**Stated task a:**
Restate word for word the part of the oscillator calibration code that begins at the words "(*) Good values" and stops after the words "to this routine!".

**Page:**
>> Begin

This is an alternative to the osccal routine in osccal.c. It has the advantage
that the synchronization is done continuously and that it has more compact
code size. The disadvantages are slow synchronization (it may take a while
until the driver works), that messages immediately after the SOF pulse may be
lost (and need to be retried by the host) and that the interrupt is on D-
contrary to most examples.
You may want to store a good calibration value in EEPROM for the next startup.
You know that the calibration value is good when the first USB message is
received. Do not store the value on every received message because the EEPROM
has a limited endurance.
Notes:
(*) You must declare the global character variable "lastTimer0Value" in your
main code.
(*) Timer 0 must be free running (not written by your code) and the prescaling
must be consistent with the TIMER0_PRESCALING define.
(*) Good values for Timer 0 prescaling depend on how precise the clock must
be tuned and how far away from the default clock rate the target clock is.
For precise tuning, choose a low prescaler factor, for a broad range of tuning
choose a high one. A prescaler factor of 64 is good for the entire OSCCAL
range and allows a precision of better than +/-1%. A prescaler factor of 8
allows tuning to slightly more than +/-6% of the default frequency and is
more precise than one step of OSCCAL. It is therefore not suitable to tune an
8 MHz oscillator to 12.5 MHz.
Thanks to Henrik Haftmann for the idea to this routine!
*/
#define TIMER0_PRESCALING 64 /* must match the configuration for TIMER0 in main */
#define TOLERATED_DEVIATION_PPT 5 /* max clock deviation before we tune in 1/10 % */
/* derived constants: */
#define EXPECTED_TIMER0_INCREMENT ((F_CPU / (1000 * TIMER0_PRESCALING)) & 0xff)
#define TOLERATED_DEVIATION (TOLERATED_DEVIATION_PPT * F_CPU / (1000000 * TIMER0_PRESCALING))
#ifdef __ASSEMBLER__
macro tuneOsccal
push YH ;[0]
in YL, TCNT0 ;[2]
lds YH, lastTimer0Value ;[3]
sts lastTimer0Value, YL ;[5]
sub YL, YH ;[7] time passed since last frame
subi YL, EXPECTED_TIMER0_INCREMENT ;[8]
#if OSCCAL > 0x3f /* outside I/O addressable range */
lds YH, OSCCAL ;[6]
#else
in YH, OSCCAL ;[6] assembler modle uses __SFR_OFFSET == 0
#endif
cpi YL, TOLERATED_DEVIATION + 1 ;[10]
brmi notTooHigh ;[11]
subi YH, 1 ;[12] clock rate was too high
; brcs tuningOverflow ; optionally check for overflow
rjmp osctuneDone ;[13]
notTooHigh:
cpi YL, -TOLERATED_DEVIATION ;[13]
brpl osctuneDone ;[14] not too low
inc YH ;[15] clock rate was too low
; breq tuningOverflow ; optionally check for overflow
osctuneDone:
#if OSCCAL > 0x3f /* outside I/O addressable range */
sts OSCCAL, YH ;[12-13] store tuned value
#else
out OSCCAL, YH ;[12-13] store tuned value
#endif
tuningOverflow:
pop YH ;[17]
endm ;[19] max number of cycles
#endif
#define USB_SOF_HOOK tuneOsccal

>> End

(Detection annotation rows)
>> Begin

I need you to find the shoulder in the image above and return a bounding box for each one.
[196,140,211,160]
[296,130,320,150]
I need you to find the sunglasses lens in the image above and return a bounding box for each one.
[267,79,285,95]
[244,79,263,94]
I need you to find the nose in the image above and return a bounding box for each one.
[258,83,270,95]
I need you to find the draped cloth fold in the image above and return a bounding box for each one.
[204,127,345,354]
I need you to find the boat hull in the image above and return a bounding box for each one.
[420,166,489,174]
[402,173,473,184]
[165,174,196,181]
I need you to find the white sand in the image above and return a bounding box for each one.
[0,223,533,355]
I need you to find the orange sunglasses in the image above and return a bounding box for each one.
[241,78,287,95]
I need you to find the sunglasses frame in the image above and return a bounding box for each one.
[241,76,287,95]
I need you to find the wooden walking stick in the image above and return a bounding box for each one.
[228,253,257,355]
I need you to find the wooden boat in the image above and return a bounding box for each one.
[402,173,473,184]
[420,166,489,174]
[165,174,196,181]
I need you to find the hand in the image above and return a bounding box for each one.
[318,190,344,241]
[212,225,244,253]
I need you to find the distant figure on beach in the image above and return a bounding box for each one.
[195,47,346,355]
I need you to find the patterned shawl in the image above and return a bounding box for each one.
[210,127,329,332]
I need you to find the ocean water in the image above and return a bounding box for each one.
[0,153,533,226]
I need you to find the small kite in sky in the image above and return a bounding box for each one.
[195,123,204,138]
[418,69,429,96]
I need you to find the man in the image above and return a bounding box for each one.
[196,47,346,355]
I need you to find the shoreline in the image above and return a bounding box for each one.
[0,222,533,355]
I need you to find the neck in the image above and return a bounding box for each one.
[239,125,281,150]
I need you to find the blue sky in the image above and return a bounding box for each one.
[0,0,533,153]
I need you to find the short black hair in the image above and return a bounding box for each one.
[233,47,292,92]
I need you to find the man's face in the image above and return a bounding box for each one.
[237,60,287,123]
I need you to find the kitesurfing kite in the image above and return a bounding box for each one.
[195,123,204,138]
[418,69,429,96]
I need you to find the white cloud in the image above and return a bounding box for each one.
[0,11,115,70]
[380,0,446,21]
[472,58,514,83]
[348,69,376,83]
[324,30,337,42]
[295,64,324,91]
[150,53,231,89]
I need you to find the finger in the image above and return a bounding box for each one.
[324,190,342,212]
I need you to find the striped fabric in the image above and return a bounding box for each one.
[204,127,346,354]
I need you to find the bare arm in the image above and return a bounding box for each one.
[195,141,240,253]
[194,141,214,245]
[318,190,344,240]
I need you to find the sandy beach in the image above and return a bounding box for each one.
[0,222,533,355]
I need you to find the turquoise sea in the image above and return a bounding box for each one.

>> End

**Stated task b:**
Quote from the rows every line, starting at the line that contains "I need you to find the shoreline" and stopping after the line that contains "[0,0,533,153]".

**Final answer a:**
(*) Good values for Timer 0 prescaling depend on how precise the clock must
be tuned and how far away from the default clock rate the target clock is.
For precise tuning, choose a low prescaler factor, for a broad range of tuning
choose a high one. A prescaler factor of 64 is good for the entire OSCCAL
range and allows a precision of better than +/-1%. A prescaler factor of 8
allows tuning to slightly more than +/-6% of the default frequency and is
more precise than one step of OSCCAL. It is therefore not suitable to tune an
8 MHz oscillator to 12.5 MHz.
Thanks to Henrik Haftmann for the idea to this routine!

**Final answer b:**
I need you to find the shoreline in the image above and return a bounding box for each one.
[0,222,533,355]
I need you to find the neck in the image above and return a bounding box for each one.
[239,125,281,150]
I need you to find the blue sky in the image above and return a bounding box for each one.
[0,0,533,153]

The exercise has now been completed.